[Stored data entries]
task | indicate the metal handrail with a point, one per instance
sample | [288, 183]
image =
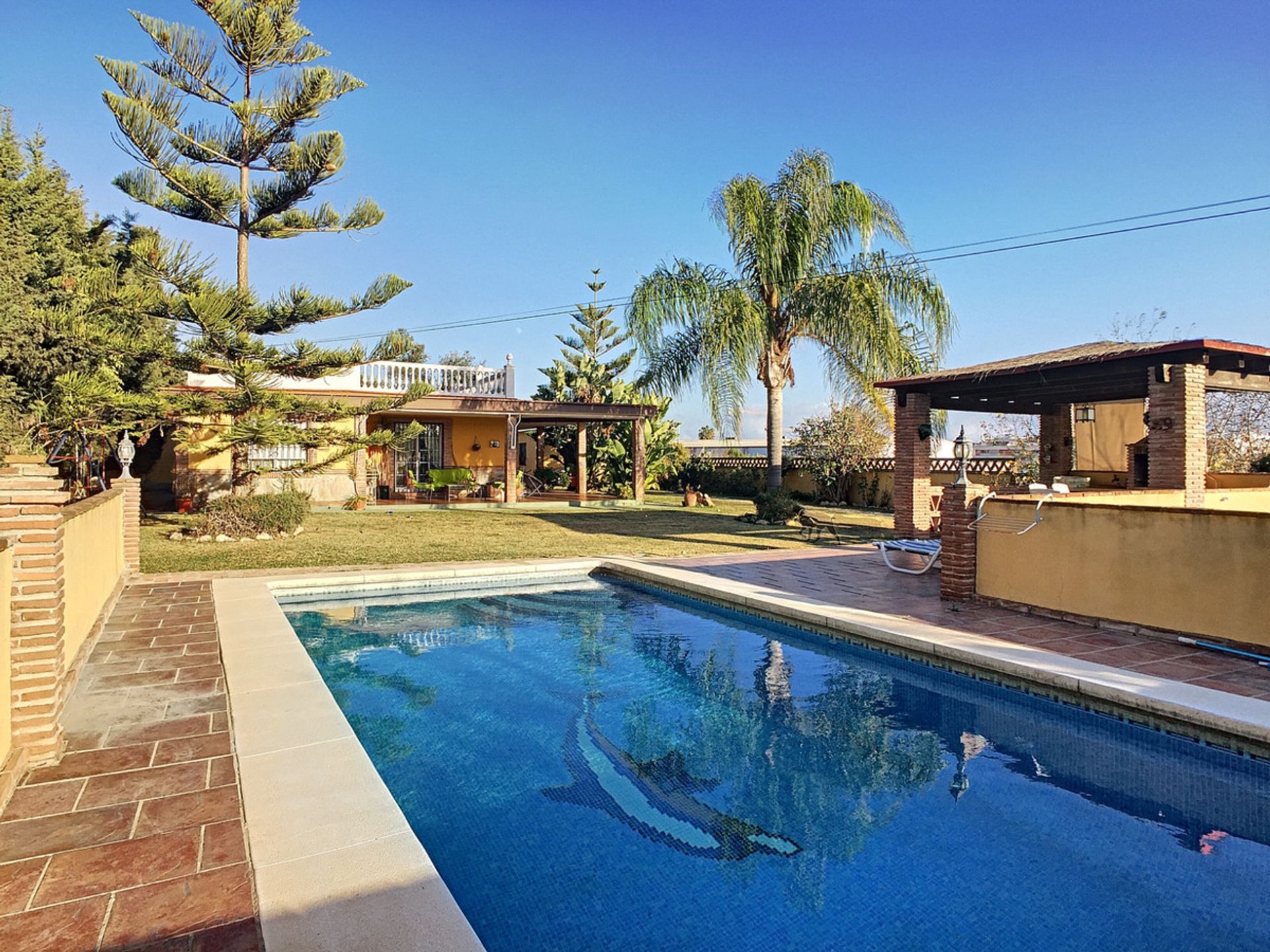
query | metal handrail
[1007, 526]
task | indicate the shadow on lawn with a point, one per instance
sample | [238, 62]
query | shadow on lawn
[668, 526]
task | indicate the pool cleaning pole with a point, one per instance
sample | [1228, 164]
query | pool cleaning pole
[1260, 659]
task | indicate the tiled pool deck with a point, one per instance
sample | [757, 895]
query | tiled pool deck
[135, 841]
[855, 576]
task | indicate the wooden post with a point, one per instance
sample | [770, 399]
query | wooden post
[582, 461]
[509, 460]
[639, 459]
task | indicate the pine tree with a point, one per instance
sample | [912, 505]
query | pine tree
[589, 371]
[589, 365]
[79, 356]
[249, 171]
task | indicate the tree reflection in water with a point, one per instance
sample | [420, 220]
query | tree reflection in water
[826, 770]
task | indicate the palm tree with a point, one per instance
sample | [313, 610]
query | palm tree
[873, 315]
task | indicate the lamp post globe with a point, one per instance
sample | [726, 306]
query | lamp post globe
[126, 452]
[962, 452]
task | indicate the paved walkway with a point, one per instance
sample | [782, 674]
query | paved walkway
[135, 840]
[857, 576]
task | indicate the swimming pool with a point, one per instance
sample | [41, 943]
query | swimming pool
[599, 766]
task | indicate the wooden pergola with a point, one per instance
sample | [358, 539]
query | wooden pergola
[1171, 376]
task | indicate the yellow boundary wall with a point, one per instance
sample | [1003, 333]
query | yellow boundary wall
[92, 564]
[1159, 567]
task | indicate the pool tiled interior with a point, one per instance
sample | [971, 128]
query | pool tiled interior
[135, 840]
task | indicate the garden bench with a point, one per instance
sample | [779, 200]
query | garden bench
[813, 528]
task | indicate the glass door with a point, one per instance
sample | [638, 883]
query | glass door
[418, 456]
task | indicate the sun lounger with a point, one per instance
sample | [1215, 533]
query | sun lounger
[927, 549]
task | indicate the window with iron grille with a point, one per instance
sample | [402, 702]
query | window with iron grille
[275, 457]
[418, 456]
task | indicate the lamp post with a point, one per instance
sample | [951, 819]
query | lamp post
[962, 452]
[126, 452]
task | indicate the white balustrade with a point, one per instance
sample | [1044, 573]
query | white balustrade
[392, 377]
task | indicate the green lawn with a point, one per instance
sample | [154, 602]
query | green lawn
[423, 535]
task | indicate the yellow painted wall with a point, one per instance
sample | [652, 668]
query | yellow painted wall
[93, 554]
[1100, 446]
[468, 430]
[5, 666]
[1199, 571]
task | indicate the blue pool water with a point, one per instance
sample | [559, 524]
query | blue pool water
[603, 767]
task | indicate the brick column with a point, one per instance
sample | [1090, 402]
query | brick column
[131, 524]
[1177, 438]
[912, 495]
[959, 553]
[1056, 444]
[511, 460]
[639, 460]
[31, 502]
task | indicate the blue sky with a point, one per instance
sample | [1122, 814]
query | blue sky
[517, 145]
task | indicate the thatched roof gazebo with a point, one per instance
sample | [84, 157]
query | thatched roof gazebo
[1171, 376]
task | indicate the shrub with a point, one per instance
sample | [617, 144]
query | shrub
[775, 506]
[249, 516]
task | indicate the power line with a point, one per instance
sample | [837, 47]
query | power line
[907, 258]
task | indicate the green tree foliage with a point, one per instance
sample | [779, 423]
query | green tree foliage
[836, 446]
[399, 344]
[589, 371]
[592, 358]
[247, 165]
[873, 315]
[79, 353]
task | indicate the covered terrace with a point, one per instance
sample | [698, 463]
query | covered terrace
[1167, 379]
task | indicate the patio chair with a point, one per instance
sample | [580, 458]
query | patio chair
[927, 549]
[448, 483]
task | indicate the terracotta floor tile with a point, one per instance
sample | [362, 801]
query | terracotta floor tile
[197, 705]
[200, 672]
[160, 730]
[93, 762]
[135, 862]
[42, 800]
[131, 681]
[78, 742]
[179, 692]
[201, 902]
[18, 881]
[73, 927]
[224, 844]
[171, 752]
[144, 785]
[189, 810]
[222, 772]
[21, 840]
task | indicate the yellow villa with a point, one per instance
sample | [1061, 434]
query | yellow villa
[472, 420]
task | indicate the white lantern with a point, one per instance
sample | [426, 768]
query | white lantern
[126, 452]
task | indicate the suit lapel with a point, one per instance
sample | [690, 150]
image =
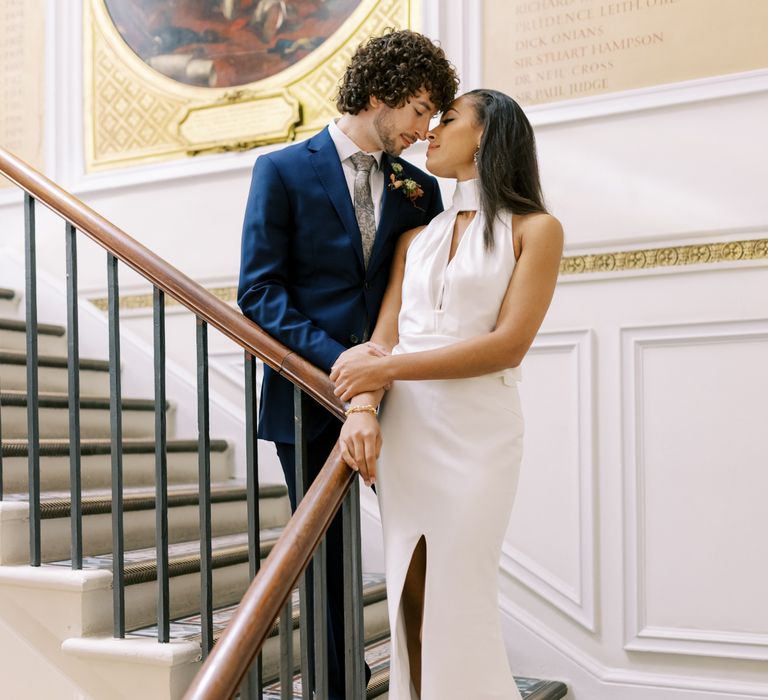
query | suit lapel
[325, 161]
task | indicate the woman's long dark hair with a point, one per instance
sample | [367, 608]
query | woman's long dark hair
[506, 161]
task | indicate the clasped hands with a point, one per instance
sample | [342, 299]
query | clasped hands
[357, 371]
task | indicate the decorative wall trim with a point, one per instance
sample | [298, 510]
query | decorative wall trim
[578, 602]
[639, 636]
[617, 261]
[669, 256]
[129, 302]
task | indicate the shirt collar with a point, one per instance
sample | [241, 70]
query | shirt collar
[345, 146]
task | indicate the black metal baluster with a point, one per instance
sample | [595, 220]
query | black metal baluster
[73, 399]
[286, 650]
[255, 675]
[116, 448]
[33, 389]
[354, 642]
[306, 603]
[204, 487]
[161, 470]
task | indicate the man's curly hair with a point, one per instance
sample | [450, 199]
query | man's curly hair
[393, 68]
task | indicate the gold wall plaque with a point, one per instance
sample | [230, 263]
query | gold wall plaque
[542, 51]
[136, 114]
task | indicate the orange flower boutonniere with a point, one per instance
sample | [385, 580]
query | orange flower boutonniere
[409, 187]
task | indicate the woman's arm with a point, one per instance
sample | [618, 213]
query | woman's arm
[386, 333]
[522, 311]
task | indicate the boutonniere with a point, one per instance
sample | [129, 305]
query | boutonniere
[409, 187]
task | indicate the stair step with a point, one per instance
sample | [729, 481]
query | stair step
[9, 301]
[228, 516]
[52, 373]
[51, 339]
[95, 463]
[138, 416]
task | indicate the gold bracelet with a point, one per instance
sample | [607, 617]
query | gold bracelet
[365, 408]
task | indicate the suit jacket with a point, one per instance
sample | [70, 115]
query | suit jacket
[302, 277]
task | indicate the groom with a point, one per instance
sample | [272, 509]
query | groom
[320, 229]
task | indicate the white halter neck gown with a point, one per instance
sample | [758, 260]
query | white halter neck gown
[449, 465]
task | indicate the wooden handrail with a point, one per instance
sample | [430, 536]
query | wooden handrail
[228, 663]
[173, 282]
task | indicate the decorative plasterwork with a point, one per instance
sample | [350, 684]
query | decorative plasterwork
[574, 598]
[671, 256]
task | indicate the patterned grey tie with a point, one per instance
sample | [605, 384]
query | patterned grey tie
[366, 218]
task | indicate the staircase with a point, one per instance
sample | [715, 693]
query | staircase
[77, 605]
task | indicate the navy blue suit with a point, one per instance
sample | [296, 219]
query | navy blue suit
[302, 279]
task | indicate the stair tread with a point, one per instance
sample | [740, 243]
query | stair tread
[56, 504]
[54, 447]
[11, 357]
[9, 324]
[55, 399]
[188, 628]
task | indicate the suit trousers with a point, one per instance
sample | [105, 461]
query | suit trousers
[318, 450]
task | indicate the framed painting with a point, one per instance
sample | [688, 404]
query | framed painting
[172, 78]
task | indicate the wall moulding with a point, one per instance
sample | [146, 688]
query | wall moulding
[640, 634]
[136, 113]
[574, 598]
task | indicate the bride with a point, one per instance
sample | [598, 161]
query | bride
[466, 297]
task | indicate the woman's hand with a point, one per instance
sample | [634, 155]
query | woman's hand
[360, 441]
[358, 373]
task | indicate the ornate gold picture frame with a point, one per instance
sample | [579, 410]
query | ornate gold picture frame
[136, 114]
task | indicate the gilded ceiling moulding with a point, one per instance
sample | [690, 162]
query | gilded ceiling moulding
[156, 88]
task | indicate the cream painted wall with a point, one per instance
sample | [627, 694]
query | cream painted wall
[631, 569]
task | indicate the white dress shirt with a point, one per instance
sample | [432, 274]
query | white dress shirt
[346, 147]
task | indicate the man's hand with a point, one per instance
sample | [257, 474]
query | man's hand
[360, 441]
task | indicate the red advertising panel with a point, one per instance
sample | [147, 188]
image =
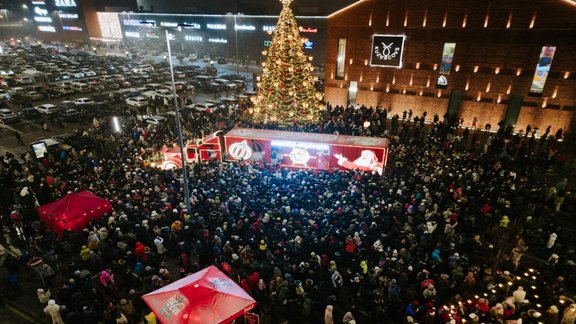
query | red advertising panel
[307, 150]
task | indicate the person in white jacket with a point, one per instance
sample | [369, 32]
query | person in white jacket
[54, 311]
[43, 296]
[159, 241]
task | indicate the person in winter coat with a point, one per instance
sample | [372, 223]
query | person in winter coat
[54, 311]
[43, 296]
[328, 316]
[85, 253]
[159, 242]
[140, 253]
[348, 318]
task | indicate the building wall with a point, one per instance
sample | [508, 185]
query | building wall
[498, 44]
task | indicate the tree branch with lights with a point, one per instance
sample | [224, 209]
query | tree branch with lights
[286, 92]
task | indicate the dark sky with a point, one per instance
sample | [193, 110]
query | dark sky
[250, 7]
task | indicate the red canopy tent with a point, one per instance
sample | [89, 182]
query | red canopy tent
[73, 212]
[207, 296]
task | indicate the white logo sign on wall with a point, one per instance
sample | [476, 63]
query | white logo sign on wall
[387, 50]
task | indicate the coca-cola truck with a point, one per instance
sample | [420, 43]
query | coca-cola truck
[288, 149]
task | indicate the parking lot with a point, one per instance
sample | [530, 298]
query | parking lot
[46, 92]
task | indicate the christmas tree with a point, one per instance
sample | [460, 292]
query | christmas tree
[286, 92]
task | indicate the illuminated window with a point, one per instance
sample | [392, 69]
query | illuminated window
[533, 20]
[406, 18]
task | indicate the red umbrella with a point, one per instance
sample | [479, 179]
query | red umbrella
[207, 296]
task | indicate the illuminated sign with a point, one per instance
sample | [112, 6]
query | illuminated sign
[387, 50]
[50, 29]
[193, 38]
[72, 28]
[299, 156]
[130, 22]
[445, 65]
[240, 151]
[542, 69]
[244, 27]
[65, 3]
[41, 11]
[309, 30]
[68, 16]
[215, 26]
[192, 26]
[305, 145]
[167, 24]
[132, 34]
[43, 19]
[340, 59]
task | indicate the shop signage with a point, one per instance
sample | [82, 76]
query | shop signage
[387, 50]
[216, 26]
[65, 3]
[309, 30]
[217, 40]
[193, 38]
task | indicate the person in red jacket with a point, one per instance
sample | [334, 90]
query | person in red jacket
[140, 253]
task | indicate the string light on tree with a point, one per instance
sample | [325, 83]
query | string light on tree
[286, 92]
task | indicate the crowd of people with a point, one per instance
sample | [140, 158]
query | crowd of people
[440, 237]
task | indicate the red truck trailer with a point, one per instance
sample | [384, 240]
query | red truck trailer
[306, 150]
[286, 149]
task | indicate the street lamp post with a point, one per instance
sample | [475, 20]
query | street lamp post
[236, 42]
[178, 124]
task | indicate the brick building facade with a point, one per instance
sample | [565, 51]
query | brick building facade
[498, 45]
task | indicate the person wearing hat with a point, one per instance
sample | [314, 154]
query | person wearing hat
[43, 296]
[127, 308]
[53, 310]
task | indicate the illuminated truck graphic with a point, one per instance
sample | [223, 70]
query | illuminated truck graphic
[207, 149]
[288, 149]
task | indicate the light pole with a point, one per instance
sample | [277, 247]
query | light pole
[178, 124]
[236, 42]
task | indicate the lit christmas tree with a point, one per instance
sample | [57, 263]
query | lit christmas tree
[286, 92]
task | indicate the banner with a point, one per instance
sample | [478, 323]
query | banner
[445, 65]
[387, 50]
[340, 59]
[542, 69]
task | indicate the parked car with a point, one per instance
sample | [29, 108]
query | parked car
[8, 117]
[137, 101]
[208, 107]
[47, 109]
[83, 101]
[30, 113]
[155, 120]
[70, 115]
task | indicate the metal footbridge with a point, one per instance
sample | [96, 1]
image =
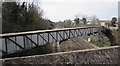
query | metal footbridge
[16, 42]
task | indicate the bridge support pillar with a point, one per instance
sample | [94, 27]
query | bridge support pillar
[56, 47]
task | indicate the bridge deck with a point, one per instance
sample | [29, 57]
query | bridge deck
[15, 42]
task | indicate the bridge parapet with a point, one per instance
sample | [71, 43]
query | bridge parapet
[15, 42]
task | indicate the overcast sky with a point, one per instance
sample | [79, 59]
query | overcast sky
[59, 10]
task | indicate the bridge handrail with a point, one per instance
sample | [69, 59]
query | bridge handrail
[42, 31]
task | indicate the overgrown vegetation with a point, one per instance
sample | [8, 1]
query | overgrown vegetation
[17, 17]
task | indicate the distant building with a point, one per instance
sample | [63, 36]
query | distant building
[105, 23]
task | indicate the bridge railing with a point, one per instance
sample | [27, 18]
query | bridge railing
[15, 42]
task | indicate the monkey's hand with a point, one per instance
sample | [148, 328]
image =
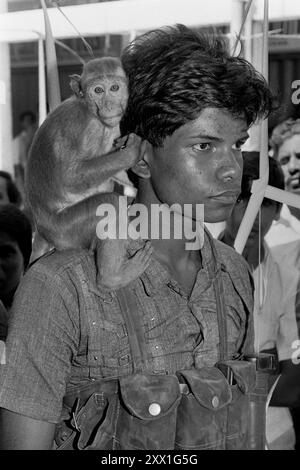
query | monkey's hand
[132, 148]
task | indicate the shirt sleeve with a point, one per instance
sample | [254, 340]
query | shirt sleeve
[42, 339]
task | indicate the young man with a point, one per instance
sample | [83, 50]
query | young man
[193, 103]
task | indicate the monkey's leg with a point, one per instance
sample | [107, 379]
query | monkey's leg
[74, 226]
[115, 269]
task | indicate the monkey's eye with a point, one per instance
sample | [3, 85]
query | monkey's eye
[114, 87]
[98, 89]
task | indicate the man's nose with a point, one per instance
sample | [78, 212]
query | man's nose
[294, 164]
[231, 167]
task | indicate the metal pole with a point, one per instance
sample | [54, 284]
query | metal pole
[42, 83]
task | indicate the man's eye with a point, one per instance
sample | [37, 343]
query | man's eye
[203, 146]
[238, 145]
[284, 160]
[98, 90]
[114, 87]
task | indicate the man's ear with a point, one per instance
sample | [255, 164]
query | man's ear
[277, 216]
[76, 85]
[142, 168]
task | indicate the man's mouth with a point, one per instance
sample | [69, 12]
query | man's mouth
[293, 183]
[227, 197]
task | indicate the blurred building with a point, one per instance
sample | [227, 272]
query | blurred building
[124, 21]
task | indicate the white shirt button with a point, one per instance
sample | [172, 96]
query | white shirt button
[154, 409]
[215, 402]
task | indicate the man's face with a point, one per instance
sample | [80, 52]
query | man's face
[3, 191]
[289, 159]
[11, 265]
[201, 163]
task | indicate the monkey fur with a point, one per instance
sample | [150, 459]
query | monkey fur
[71, 162]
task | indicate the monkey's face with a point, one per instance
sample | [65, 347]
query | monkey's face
[107, 97]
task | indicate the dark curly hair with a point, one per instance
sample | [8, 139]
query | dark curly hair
[174, 73]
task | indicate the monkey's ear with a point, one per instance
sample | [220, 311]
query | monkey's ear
[76, 85]
[141, 169]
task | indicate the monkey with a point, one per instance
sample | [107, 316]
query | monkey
[71, 162]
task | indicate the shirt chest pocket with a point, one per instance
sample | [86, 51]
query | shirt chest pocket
[108, 342]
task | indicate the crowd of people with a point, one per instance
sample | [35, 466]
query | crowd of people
[195, 121]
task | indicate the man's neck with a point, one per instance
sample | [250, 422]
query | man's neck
[252, 254]
[295, 211]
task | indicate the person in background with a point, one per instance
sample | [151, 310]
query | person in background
[284, 235]
[9, 192]
[275, 300]
[21, 146]
[15, 250]
[285, 148]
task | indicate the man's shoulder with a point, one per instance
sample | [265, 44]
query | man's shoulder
[230, 258]
[59, 262]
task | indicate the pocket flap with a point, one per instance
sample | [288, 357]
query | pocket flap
[150, 396]
[244, 374]
[209, 386]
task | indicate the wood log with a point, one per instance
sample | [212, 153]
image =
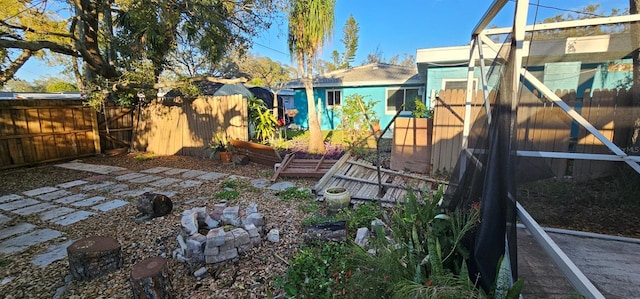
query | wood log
[154, 204]
[328, 231]
[150, 279]
[240, 159]
[94, 257]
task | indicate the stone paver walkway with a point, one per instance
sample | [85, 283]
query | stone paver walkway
[75, 201]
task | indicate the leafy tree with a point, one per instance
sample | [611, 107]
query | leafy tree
[265, 72]
[350, 41]
[19, 85]
[112, 38]
[310, 23]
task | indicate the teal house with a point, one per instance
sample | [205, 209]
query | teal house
[390, 86]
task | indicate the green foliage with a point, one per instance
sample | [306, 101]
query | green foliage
[263, 119]
[295, 193]
[61, 86]
[318, 271]
[356, 113]
[425, 259]
[421, 110]
[226, 194]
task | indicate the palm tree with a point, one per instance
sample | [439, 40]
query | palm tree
[310, 23]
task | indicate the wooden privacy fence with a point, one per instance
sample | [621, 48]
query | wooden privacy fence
[185, 127]
[542, 126]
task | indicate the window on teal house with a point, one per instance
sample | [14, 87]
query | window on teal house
[334, 98]
[398, 96]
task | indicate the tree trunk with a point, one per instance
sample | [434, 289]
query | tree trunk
[150, 279]
[316, 143]
[94, 257]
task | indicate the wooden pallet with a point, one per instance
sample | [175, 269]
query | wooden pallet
[304, 168]
[360, 178]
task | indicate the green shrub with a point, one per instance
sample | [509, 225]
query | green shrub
[318, 271]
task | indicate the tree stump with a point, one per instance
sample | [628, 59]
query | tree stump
[93, 257]
[150, 279]
[154, 204]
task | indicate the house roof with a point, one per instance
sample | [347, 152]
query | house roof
[215, 89]
[367, 75]
[587, 49]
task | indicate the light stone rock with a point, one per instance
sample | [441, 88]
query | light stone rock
[229, 242]
[211, 250]
[216, 237]
[252, 208]
[241, 237]
[189, 222]
[252, 230]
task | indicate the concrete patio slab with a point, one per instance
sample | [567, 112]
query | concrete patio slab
[37, 208]
[101, 169]
[164, 182]
[145, 179]
[89, 201]
[211, 176]
[155, 170]
[54, 253]
[115, 188]
[97, 187]
[72, 184]
[22, 242]
[129, 176]
[110, 205]
[189, 183]
[18, 204]
[613, 266]
[10, 197]
[39, 191]
[17, 229]
[193, 173]
[69, 199]
[72, 218]
[53, 195]
[175, 171]
[134, 193]
[55, 213]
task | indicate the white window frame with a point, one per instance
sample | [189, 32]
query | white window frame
[327, 98]
[445, 81]
[404, 89]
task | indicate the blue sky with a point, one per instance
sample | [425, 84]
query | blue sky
[394, 27]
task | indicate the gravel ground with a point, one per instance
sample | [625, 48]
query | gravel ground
[251, 276]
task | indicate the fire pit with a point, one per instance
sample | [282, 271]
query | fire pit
[219, 235]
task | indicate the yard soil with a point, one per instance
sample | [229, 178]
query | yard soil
[255, 274]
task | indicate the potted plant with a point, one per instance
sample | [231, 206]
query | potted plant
[220, 146]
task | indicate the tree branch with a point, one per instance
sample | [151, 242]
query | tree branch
[37, 46]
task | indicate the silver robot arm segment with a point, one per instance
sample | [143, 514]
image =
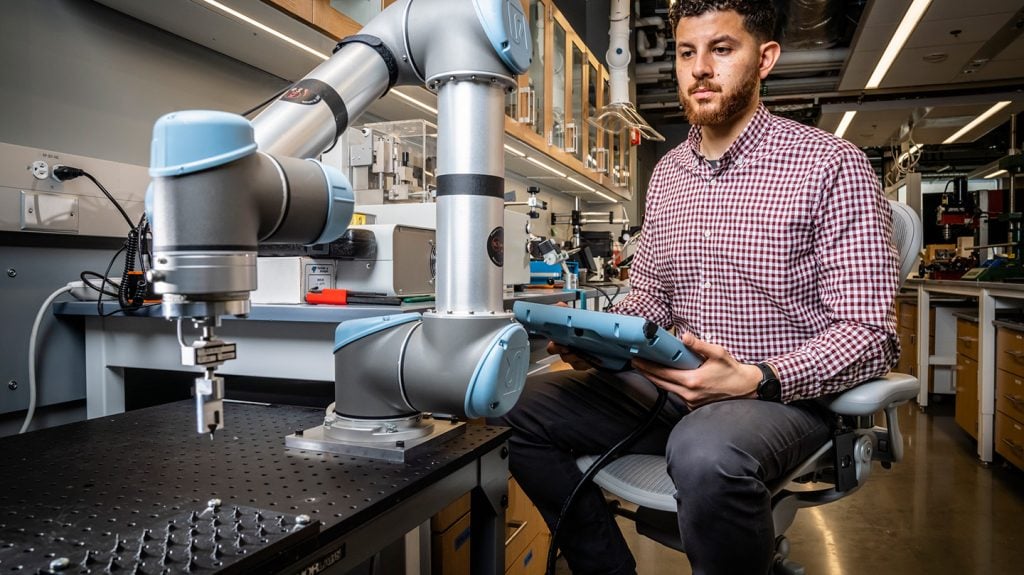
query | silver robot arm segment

**Objective**
Change "wooden pergola" to "timber pergola" in the rows from the line with "task | indicate the paved" to the line with "[1159, 567]", and reproduce only those lines with nothing else altered.

**Written solution**
task | indicate the paved walkway with a point, one per instance
sample | [782, 674]
query | paved walkway
[135, 840]
[857, 576]
task | indicate the swimming pool with a point, one per instance
sample | [41, 943]
query | swimming pool
[599, 766]
task | indicate the timber pergola with a point, one per instance
sample | [358, 539]
query | timber pergola
[1171, 376]
task | indicate the yellow boundary wall with a point, one per instance
sample | [1003, 333]
query | yellow boundary wall
[92, 564]
[1159, 567]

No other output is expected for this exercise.